*** EXTRAITS DE DONNÉES

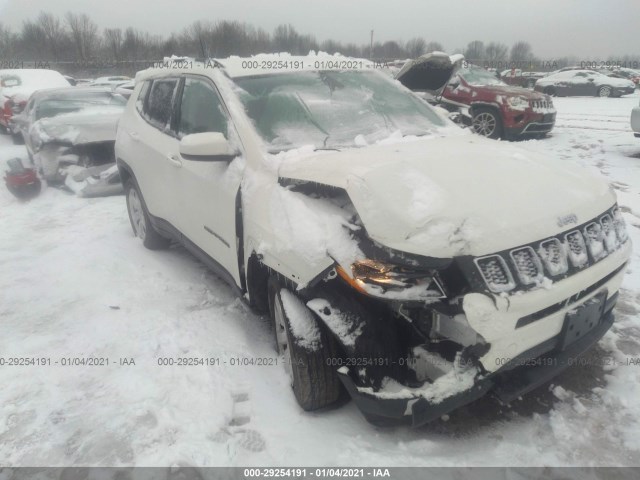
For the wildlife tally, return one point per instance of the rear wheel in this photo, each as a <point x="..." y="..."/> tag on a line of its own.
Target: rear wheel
<point x="486" y="122"/>
<point x="605" y="91"/>
<point x="313" y="378"/>
<point x="17" y="138"/>
<point x="139" y="218"/>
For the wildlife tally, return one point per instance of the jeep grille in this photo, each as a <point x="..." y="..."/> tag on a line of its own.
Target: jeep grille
<point x="555" y="257"/>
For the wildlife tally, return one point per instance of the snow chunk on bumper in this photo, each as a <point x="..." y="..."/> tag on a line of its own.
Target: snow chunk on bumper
<point x="446" y="386"/>
<point x="303" y="326"/>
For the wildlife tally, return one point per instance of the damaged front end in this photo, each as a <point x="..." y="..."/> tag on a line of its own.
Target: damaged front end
<point x="423" y="336"/>
<point x="53" y="158"/>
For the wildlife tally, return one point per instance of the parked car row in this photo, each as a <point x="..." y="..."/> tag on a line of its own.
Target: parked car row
<point x="401" y="259"/>
<point x="491" y="107"/>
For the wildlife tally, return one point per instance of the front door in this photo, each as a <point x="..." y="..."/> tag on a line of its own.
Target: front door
<point x="207" y="189"/>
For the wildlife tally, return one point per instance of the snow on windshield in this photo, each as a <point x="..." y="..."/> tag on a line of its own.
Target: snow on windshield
<point x="52" y="107"/>
<point x="330" y="109"/>
<point x="479" y="77"/>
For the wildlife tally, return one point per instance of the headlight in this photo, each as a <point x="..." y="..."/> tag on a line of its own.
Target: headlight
<point x="381" y="279"/>
<point x="518" y="102"/>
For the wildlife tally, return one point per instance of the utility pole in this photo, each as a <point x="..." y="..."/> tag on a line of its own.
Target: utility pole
<point x="371" y="47"/>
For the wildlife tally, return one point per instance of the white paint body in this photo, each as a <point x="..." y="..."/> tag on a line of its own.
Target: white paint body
<point x="476" y="197"/>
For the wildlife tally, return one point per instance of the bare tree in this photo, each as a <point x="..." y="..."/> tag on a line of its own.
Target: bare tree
<point x="416" y="47"/>
<point x="54" y="32"/>
<point x="521" y="52"/>
<point x="84" y="33"/>
<point x="434" y="47"/>
<point x="285" y="38"/>
<point x="496" y="52"/>
<point x="8" y="42"/>
<point x="474" y="51"/>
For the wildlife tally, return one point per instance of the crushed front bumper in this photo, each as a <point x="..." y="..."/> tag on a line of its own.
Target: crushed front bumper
<point x="517" y="377"/>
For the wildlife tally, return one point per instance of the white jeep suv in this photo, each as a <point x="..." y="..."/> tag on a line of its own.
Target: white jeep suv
<point x="402" y="260"/>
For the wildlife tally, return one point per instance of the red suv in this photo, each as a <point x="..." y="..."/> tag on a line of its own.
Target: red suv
<point x="490" y="106"/>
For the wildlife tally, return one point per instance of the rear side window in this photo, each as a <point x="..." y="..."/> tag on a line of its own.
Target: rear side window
<point x="142" y="97"/>
<point x="200" y="109"/>
<point x="157" y="108"/>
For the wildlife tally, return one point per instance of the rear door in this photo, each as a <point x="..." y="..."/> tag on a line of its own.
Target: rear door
<point x="582" y="84"/>
<point x="207" y="189"/>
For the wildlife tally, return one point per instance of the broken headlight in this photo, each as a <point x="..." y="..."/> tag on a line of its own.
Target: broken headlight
<point x="518" y="103"/>
<point x="382" y="279"/>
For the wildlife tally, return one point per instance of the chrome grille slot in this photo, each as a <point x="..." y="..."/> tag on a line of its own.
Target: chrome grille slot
<point x="595" y="240"/>
<point x="554" y="256"/>
<point x="619" y="225"/>
<point x="577" y="250"/>
<point x="496" y="273"/>
<point x="527" y="265"/>
<point x="609" y="233"/>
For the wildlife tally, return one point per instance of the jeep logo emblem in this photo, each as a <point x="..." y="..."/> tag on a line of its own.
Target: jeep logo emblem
<point x="567" y="219"/>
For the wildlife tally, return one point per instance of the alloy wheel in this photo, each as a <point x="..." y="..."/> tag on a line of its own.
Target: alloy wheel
<point x="137" y="214"/>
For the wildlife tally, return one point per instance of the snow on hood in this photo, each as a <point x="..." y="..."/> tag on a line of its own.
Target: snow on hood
<point x="31" y="80"/>
<point x="89" y="125"/>
<point x="513" y="91"/>
<point x="430" y="72"/>
<point x="451" y="196"/>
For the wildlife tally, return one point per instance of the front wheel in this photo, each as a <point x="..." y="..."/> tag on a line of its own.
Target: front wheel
<point x="604" y="91"/>
<point x="139" y="218"/>
<point x="486" y="122"/>
<point x="306" y="348"/>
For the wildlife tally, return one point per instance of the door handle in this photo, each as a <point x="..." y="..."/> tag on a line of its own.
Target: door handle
<point x="175" y="161"/>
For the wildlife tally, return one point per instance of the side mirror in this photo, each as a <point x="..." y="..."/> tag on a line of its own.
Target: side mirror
<point x="206" y="147"/>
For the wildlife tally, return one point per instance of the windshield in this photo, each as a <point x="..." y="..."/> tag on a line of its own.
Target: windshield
<point x="331" y="109"/>
<point x="58" y="106"/>
<point x="479" y="77"/>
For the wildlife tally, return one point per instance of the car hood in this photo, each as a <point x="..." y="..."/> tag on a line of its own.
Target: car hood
<point x="511" y="91"/>
<point x="86" y="126"/>
<point x="450" y="196"/>
<point x="430" y="72"/>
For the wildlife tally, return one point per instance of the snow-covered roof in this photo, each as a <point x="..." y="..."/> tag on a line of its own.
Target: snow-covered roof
<point x="264" y="64"/>
<point x="261" y="64"/>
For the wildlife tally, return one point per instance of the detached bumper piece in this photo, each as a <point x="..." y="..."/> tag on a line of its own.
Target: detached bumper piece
<point x="523" y="374"/>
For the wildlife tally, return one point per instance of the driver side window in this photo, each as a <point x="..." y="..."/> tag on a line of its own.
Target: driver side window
<point x="201" y="109"/>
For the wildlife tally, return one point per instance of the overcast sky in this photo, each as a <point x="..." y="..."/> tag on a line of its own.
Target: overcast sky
<point x="589" y="29"/>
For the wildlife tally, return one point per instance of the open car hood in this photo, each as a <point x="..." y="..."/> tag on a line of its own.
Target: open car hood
<point x="430" y="72"/>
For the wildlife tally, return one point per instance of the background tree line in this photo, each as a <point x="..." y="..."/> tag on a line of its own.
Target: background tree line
<point x="77" y="38"/>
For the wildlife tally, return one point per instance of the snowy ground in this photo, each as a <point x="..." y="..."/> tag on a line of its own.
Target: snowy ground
<point x="75" y="283"/>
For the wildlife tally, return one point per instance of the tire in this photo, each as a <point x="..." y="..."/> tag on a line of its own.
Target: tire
<point x="487" y="122"/>
<point x="314" y="382"/>
<point x="17" y="139"/>
<point x="605" y="91"/>
<point x="139" y="218"/>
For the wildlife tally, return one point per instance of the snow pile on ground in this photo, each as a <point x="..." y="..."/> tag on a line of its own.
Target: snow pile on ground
<point x="303" y="325"/>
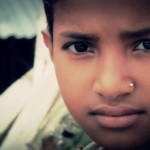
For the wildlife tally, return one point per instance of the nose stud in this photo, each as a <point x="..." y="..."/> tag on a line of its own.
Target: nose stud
<point x="131" y="85"/>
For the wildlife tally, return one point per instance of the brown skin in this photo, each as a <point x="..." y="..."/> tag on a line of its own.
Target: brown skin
<point x="99" y="78"/>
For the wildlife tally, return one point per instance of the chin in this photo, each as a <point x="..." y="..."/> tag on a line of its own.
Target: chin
<point x="119" y="144"/>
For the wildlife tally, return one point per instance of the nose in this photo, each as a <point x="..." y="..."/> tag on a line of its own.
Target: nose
<point x="113" y="80"/>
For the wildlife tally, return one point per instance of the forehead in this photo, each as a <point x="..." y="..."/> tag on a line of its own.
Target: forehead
<point x="102" y="5"/>
<point x="76" y="13"/>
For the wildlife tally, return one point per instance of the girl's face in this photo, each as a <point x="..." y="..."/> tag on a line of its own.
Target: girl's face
<point x="100" y="47"/>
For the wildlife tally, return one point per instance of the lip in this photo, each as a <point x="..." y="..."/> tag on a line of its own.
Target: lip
<point x="117" y="117"/>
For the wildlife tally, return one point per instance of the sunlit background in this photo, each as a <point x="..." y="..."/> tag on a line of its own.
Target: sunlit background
<point x="31" y="107"/>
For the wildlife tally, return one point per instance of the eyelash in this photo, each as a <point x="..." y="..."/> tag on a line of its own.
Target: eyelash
<point x="88" y="48"/>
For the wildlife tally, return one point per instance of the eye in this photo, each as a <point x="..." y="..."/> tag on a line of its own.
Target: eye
<point x="143" y="45"/>
<point x="79" y="47"/>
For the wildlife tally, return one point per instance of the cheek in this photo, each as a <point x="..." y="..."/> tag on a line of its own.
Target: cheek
<point x="75" y="85"/>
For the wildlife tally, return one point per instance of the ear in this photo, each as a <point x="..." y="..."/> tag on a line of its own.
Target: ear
<point x="47" y="40"/>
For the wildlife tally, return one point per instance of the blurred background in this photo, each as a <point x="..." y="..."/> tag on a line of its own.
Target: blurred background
<point x="32" y="113"/>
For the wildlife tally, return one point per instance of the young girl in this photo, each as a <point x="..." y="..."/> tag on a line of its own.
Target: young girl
<point x="101" y="53"/>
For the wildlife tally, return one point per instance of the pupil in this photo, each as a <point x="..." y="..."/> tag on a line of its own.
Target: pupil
<point x="81" y="47"/>
<point x="147" y="44"/>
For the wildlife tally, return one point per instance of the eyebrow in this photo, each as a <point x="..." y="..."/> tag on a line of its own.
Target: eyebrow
<point x="135" y="34"/>
<point x="80" y="36"/>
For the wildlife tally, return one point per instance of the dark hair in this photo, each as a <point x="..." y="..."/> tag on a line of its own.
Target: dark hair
<point x="49" y="11"/>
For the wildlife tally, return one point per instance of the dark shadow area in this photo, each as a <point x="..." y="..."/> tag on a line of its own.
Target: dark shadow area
<point x="16" y="58"/>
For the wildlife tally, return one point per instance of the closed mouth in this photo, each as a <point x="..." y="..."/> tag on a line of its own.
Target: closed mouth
<point x="117" y="116"/>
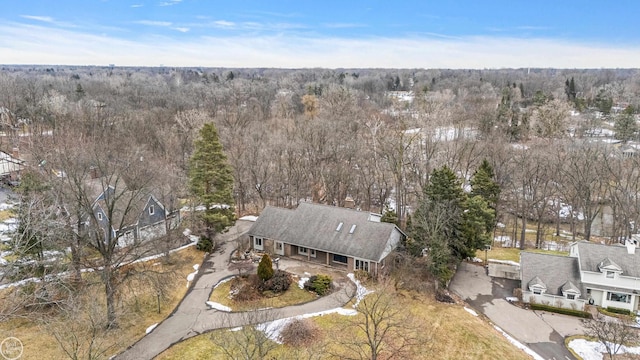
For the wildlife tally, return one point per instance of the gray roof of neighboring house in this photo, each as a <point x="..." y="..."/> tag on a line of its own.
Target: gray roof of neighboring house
<point x="554" y="271"/>
<point x="592" y="255"/>
<point x="315" y="226"/>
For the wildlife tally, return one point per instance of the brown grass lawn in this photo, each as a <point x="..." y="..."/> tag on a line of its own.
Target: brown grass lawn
<point x="293" y="296"/>
<point x="445" y="331"/>
<point x="138" y="307"/>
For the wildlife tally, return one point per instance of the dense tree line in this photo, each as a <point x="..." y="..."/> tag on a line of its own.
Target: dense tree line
<point x="388" y="139"/>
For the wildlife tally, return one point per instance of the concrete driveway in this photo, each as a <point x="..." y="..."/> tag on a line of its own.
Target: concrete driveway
<point x="541" y="331"/>
<point x="193" y="317"/>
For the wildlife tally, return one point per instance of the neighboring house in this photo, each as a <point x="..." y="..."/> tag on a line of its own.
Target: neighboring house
<point x="141" y="219"/>
<point x="340" y="237"/>
<point x="595" y="274"/>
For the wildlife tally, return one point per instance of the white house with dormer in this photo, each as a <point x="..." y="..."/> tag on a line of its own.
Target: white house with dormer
<point x="595" y="274"/>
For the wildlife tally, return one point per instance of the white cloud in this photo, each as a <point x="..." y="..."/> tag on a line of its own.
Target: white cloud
<point x="224" y="24"/>
<point x="32" y="44"/>
<point x="170" y="3"/>
<point x="343" y="25"/>
<point x="153" y="23"/>
<point x="48" y="20"/>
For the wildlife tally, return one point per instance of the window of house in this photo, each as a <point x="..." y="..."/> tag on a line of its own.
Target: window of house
<point x="619" y="297"/>
<point x="305" y="251"/>
<point x="257" y="243"/>
<point x="362" y="265"/>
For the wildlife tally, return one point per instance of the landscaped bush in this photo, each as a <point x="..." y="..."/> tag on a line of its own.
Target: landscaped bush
<point x="279" y="283"/>
<point x="204" y="244"/>
<point x="244" y="288"/>
<point x="299" y="332"/>
<point x="265" y="268"/>
<point x="618" y="310"/>
<point x="578" y="313"/>
<point x="320" y="284"/>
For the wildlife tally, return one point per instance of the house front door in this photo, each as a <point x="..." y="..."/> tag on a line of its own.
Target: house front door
<point x="279" y="247"/>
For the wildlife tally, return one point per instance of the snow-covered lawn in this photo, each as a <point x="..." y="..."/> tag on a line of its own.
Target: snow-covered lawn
<point x="272" y="329"/>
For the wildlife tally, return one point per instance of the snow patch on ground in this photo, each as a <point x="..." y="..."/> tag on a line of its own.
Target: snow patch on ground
<point x="273" y="328"/>
<point x="218" y="306"/>
<point x="471" y="311"/>
<point x="519" y="345"/>
<point x="223" y="281"/>
<point x="150" y="328"/>
<point x="192" y="276"/>
<point x="249" y="218"/>
<point x="508" y="262"/>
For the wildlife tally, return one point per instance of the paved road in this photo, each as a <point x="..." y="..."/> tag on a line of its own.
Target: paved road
<point x="193" y="316"/>
<point x="541" y="331"/>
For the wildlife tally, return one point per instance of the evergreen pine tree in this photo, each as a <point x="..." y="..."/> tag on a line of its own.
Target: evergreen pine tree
<point x="625" y="125"/>
<point x="211" y="181"/>
<point x="483" y="184"/>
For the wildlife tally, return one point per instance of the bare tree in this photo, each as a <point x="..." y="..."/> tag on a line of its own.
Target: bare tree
<point x="81" y="331"/>
<point x="253" y="341"/>
<point x="381" y="330"/>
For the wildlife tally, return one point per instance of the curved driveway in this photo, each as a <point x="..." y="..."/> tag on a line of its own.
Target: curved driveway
<point x="541" y="331"/>
<point x="193" y="317"/>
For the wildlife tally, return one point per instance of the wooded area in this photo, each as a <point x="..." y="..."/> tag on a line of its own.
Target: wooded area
<point x="559" y="144"/>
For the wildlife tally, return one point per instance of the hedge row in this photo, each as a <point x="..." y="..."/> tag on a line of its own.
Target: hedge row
<point x="578" y="313"/>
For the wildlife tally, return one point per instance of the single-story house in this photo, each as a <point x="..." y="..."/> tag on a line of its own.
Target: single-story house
<point x="335" y="236"/>
<point x="595" y="274"/>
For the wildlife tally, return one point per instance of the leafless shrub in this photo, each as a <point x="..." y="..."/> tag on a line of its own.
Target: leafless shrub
<point x="299" y="332"/>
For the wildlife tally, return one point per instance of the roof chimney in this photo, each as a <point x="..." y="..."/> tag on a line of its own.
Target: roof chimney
<point x="631" y="247"/>
<point x="349" y="203"/>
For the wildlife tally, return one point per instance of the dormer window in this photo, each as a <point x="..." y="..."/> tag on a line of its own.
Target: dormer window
<point x="609" y="268"/>
<point x="536" y="286"/>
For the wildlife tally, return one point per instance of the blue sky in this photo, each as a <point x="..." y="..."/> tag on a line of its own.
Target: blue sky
<point x="330" y="34"/>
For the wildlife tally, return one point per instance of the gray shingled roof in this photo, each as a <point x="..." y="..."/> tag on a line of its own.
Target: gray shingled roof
<point x="553" y="270"/>
<point x="314" y="226"/>
<point x="570" y="286"/>
<point x="592" y="255"/>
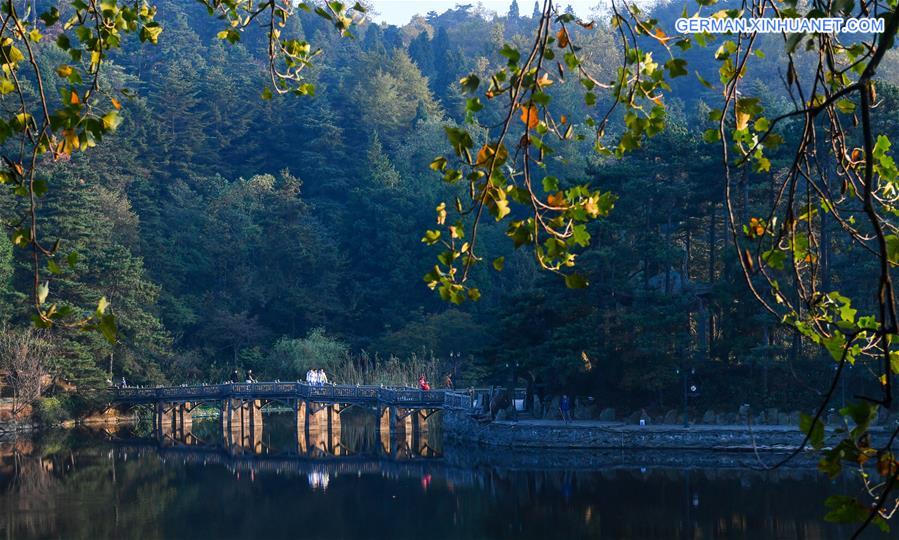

******

*TÂCHE COURTE*
Sélectionnez dans les données chaque ligne qui contient le mot « hair ».

*RÉPONSE*
For the wildlife tally, return one point per instance of the dark hair in this photo, each as a <point x="..." y="..."/> tag on a line of its own.
Target: dark hair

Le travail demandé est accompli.